Work request:
Retype the article on SANRAL's response to the Gauteng floods in full, word for word.

(Selected extract Opens)

The South African National Roads Agency Limited (SANRAL) has sent out a team of engineers to urgently inspect its network in Gauteng after the recent floods.
In addition, the agency will appoint independent, reputable registered professional engineers with extensive experience in floods and storm water systems to investigate the extreme flooding, and to advise on any remedial actions.
SANRAL also expressed its condolences to the families of those who lost their lives during the flash floods.
SANRAL’s assistance units – on road services – worked closely with emergency services from the metropiltans and municipalities to help stranded motorists, those needing medical care and evacuation.
Alex van Niekerk, project manager at SANRAL, said: “Given the severe storm warning for today by the weather services, we caution road users to take care on the roads.”
The road network and flood resistance
SANRAL engineers conducting the first infrastructure survey will look for obvious signs of damage to roads and bridges to make sure they are safe for use.
According to Edwin Kruger, SANRAL’s Bridge Network Manager, these freeways would have in the past been designed to pass a 1:20 year flood or up to a 1:50 year flood in the case of larger rivers.
This means that in any year there is a 5% chance that a flood of this magnitude or greater will occur if the design recurrence period is 20 years. The design standards used in South Africa are very similar to varying international norms.
The rainfall on 9 November was so extreme that it is likely to be and is a once-in-a hundred-year occurrence. Unconfirmed reports indicated that the storm was indeed severe with between 90mm and 150mm rain falling in a very short period.
Frequent floods are not isolated events but can occur within days of each other depending on the type of storm encountered. It is not possible to guarantee that a road or bridge will never be damaged or topped over. Unfortunately, due to the possible effects of global warming this means that ever increasing extreme events and some flooding of roads can be periodically expected.
After a severe storm, there is potential for soil erosion (commonly known as scour damage) or sink holes opening up. These are closely monitored by SANRAL’s routine maintenance contractors. Should problems be observed, the applicable portion of highway is closed at short notice.

(Selected extract Closes)
(Dataset records Opens)

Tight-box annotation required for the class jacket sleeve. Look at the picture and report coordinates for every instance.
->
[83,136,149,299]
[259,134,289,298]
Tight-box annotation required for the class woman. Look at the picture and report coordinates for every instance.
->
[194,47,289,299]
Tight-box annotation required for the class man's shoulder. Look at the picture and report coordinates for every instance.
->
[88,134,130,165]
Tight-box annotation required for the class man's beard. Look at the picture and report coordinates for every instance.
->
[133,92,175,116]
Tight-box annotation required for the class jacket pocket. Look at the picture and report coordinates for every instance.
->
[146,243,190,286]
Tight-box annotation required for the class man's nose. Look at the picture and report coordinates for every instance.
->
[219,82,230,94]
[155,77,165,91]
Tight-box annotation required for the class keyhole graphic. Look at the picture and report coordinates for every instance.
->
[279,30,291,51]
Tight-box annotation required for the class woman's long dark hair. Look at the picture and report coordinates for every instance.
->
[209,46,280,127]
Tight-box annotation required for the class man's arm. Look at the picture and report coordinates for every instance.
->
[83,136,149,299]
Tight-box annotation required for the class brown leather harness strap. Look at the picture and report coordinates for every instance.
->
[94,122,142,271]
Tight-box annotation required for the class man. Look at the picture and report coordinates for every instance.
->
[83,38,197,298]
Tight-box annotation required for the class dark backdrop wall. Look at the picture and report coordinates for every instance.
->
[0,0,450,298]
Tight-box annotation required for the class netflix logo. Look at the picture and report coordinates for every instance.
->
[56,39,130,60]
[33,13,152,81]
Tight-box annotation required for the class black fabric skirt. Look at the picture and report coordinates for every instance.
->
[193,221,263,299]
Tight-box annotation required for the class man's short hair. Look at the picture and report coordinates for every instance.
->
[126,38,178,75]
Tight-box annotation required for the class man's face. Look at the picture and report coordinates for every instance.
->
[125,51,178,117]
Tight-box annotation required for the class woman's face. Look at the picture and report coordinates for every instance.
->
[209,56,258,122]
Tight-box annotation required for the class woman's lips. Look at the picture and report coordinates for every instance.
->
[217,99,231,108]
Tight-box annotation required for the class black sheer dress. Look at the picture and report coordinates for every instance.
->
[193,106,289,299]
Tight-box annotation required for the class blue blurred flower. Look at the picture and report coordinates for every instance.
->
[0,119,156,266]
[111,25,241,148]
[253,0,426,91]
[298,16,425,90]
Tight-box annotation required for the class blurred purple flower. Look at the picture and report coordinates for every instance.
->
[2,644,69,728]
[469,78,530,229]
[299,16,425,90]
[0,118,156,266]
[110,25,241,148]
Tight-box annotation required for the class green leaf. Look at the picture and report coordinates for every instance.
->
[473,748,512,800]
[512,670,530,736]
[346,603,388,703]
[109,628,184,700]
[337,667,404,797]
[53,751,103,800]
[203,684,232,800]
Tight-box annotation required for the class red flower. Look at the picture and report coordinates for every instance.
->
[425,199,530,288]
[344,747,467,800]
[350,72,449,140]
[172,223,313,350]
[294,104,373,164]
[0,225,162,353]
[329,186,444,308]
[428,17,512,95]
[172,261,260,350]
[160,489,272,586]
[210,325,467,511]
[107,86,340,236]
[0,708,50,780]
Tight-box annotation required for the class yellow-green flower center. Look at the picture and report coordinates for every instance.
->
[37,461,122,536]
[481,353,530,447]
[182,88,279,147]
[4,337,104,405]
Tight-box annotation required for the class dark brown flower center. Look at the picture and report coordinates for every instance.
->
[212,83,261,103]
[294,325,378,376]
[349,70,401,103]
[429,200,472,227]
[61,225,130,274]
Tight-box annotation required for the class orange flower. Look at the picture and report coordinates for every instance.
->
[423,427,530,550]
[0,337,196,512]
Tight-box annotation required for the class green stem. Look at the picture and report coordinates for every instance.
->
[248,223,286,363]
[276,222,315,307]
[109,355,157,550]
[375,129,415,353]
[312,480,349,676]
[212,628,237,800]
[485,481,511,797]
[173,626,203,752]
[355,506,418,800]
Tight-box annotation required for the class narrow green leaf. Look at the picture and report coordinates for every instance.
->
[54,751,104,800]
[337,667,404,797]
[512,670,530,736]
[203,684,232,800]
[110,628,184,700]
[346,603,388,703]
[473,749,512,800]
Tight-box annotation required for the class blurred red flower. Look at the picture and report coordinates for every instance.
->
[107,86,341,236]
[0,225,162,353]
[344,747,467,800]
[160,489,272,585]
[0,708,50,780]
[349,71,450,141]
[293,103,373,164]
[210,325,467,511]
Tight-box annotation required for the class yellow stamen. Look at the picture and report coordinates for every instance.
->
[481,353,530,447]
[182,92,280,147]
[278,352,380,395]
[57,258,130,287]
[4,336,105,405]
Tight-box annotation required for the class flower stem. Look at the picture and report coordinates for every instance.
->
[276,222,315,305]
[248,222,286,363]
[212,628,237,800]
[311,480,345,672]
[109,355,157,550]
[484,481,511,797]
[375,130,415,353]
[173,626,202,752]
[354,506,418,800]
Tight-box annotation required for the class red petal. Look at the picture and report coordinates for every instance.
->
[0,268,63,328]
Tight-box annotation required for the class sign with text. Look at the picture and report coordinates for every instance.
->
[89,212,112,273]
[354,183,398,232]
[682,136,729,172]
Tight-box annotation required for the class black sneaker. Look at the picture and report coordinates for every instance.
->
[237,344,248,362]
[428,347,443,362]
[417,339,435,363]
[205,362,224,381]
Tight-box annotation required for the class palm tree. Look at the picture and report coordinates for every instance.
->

(Dataset records Closes)

The completed task:
The South African National Roads Agency Limited (SANRAL) has sent out a team of engineers to urgently inspect its network in Gauteng after the recent floods.
In addition, the agency will appoint independent, reputable registered professional engineers with extensive experience in floods and storm water systems to investigate the extreme flooding, and to advise on any remedial actions.
SANRAL also expressed its condolences to the families of those who lost their lives during the flash floods.
SANRAL’s assistance units – on road services – worked closely with emergency services from the metropiltans and municipalities to help stranded motorists, those needing medical care and evacuation.
Alex van Niekerk, project manager at SANRAL, said: “Given the severe storm warning for today by the weather services, we caution road users to take care on the roads.”
The road network and flood resistance
SANRAL engineers conducting the first infrastructure survey will look for obvious signs of damage to roads and bridges to make sure they are safe for use.
According to Edwin Kruger, SANRAL’s Bridge Network Manager, these freeways would have in the past been designed to pass a 1:20 year flood or up to a 1:50 year flood in the case of larger rivers.
This means that in any year there is a 5% chance that a flood of this magnitude or greater will occur if the design recurrence period is 20 years. The design standards used in South Africa are very similar to varying international norms.
The rainfall on 9 November was so extreme that it is likely to be and is a once-in-a hundred-year occurrence. Unconfirmed reports indicated that the storm was indeed severe with between 90mm and 150mm rain falling in a very short period.
Frequent floods are not isolated events but can occur within days of each other depending on the type of storm encountered. It is not possible to guarantee that a road or bridge will never be damaged or topped over. Unfortunately, due to the possible effects of global warming this means that ever increasing extreme events and some flooding of roads can be periodically expected.
After a severe storm, there is potential for soil erosion (commonly known as scour damage) or sink holes opening up. These are closely monitored by SANRAL’s routine maintenance contractors. Should problems be observed, the applicable portion of highway is closed at short notice.